■ What you will do ■
Your task is to copy every line of this material exactly.

■ Excerpted data ■
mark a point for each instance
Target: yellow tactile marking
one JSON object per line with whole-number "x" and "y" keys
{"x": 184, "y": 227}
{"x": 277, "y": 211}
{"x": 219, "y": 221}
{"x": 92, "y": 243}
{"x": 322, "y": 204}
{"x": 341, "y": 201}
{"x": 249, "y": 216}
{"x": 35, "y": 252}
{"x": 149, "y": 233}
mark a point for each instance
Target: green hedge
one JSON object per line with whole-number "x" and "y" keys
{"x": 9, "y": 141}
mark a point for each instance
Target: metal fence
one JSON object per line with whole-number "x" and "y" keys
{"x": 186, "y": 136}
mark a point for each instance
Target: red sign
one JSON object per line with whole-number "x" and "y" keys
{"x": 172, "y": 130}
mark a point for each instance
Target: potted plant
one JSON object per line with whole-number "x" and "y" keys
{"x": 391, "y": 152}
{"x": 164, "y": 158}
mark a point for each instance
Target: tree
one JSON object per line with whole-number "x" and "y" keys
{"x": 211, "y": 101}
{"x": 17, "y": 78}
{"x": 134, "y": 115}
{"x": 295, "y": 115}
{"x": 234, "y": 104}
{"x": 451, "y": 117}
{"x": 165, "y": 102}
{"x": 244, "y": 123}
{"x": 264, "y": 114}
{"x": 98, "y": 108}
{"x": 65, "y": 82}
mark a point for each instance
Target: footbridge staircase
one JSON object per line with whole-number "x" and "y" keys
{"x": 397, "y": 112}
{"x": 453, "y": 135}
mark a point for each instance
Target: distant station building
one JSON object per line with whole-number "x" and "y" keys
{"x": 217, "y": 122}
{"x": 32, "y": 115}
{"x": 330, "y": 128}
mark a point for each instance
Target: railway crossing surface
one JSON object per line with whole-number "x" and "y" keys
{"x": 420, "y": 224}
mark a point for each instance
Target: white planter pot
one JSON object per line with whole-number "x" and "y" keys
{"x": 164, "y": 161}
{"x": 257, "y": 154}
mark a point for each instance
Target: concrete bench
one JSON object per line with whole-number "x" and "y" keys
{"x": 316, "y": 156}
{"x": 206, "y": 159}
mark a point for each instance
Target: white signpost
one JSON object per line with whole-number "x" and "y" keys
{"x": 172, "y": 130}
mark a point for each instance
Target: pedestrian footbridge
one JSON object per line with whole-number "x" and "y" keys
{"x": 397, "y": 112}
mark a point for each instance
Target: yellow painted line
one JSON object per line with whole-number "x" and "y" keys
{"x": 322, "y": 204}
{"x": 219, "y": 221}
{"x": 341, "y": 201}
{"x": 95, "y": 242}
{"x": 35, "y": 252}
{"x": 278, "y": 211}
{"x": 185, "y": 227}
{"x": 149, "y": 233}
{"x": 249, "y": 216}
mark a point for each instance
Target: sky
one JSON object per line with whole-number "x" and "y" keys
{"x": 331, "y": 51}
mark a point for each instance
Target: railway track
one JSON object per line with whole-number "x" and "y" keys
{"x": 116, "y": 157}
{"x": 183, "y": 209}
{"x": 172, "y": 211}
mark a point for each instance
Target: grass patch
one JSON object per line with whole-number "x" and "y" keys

■ Task response ■
mark a point for each instance
Target: yellow tactile marking
one JSON object per line with whole-number "x" and "y" keys
{"x": 184, "y": 227}
{"x": 277, "y": 211}
{"x": 219, "y": 221}
{"x": 92, "y": 243}
{"x": 322, "y": 204}
{"x": 341, "y": 201}
{"x": 249, "y": 216}
{"x": 35, "y": 252}
{"x": 149, "y": 233}
mark a point for each instance
Target: green hedge
one JSON object per line with whole-number "x" and "y" keys
{"x": 9, "y": 141}
mark a point for each instance
Target: metal fence
one JSON object per line with whole-number "x" and "y" keys
{"x": 186, "y": 136}
mark a point for each instance
Target: red sign
one JSON object per line with whole-number "x" and "y" keys
{"x": 172, "y": 130}
mark a point for each instance
Target: potted plant
one JSON object per line with whole-number "x" and "y" keys
{"x": 391, "y": 152}
{"x": 164, "y": 158}
mark a point for each instance
Target: tree
one JSON object per line with whole-number "x" and "y" keys
{"x": 211, "y": 101}
{"x": 17, "y": 78}
{"x": 134, "y": 115}
{"x": 295, "y": 115}
{"x": 234, "y": 104}
{"x": 451, "y": 117}
{"x": 165, "y": 102}
{"x": 244, "y": 123}
{"x": 264, "y": 114}
{"x": 98, "y": 108}
{"x": 65, "y": 82}
mark a point for each instance
Target: footbridge staircase
one JSON object per line with whole-number "x" and "y" keys
{"x": 397, "y": 112}
{"x": 453, "y": 135}
mark a point for each instance
Target: distant station building
one JSON object per line with whole-number "x" and "y" keys
{"x": 217, "y": 122}
{"x": 32, "y": 115}
{"x": 330, "y": 128}
mark a point for each instance
Target: railway crossing surface
one JSON object per line with whole-number "x" and "y" keys
{"x": 420, "y": 224}
mark a point for each instance
Target: white planter pot
one JSON object per line with whole-number "x" and "y" keys
{"x": 164, "y": 161}
{"x": 257, "y": 154}
mark a point for each instance
Target: concrete bench
one JSON object per line with whole-number "x" and "y" keys
{"x": 316, "y": 156}
{"x": 206, "y": 159}
mark a point for each instance
Target: white signpost
one JSON object per line with whole-number "x" and "y" keys
{"x": 172, "y": 130}
mark a point for each instance
Target: pedestrian footbridge
one JSON object per line with whole-number "x" and "y" keys
{"x": 397, "y": 112}
mark a point for each instance
Target: yellow painted line
one JSON object per line with whole-number "x" and "y" keys
{"x": 322, "y": 204}
{"x": 219, "y": 221}
{"x": 341, "y": 201}
{"x": 95, "y": 242}
{"x": 35, "y": 252}
{"x": 278, "y": 211}
{"x": 185, "y": 227}
{"x": 149, "y": 233}
{"x": 249, "y": 216}
mark a point for each instance
Target: sky
one JSON object per line with whole-number "x" and "y" keys
{"x": 331, "y": 51}
mark a point for each instance
Target: railway track
one JSON object per line with whole-number "x" and "y" keys
{"x": 116, "y": 157}
{"x": 183, "y": 209}
{"x": 172, "y": 211}
mark a point for each instance
Target: grass patch
one JSON object per line with whole-number "x" and "y" keys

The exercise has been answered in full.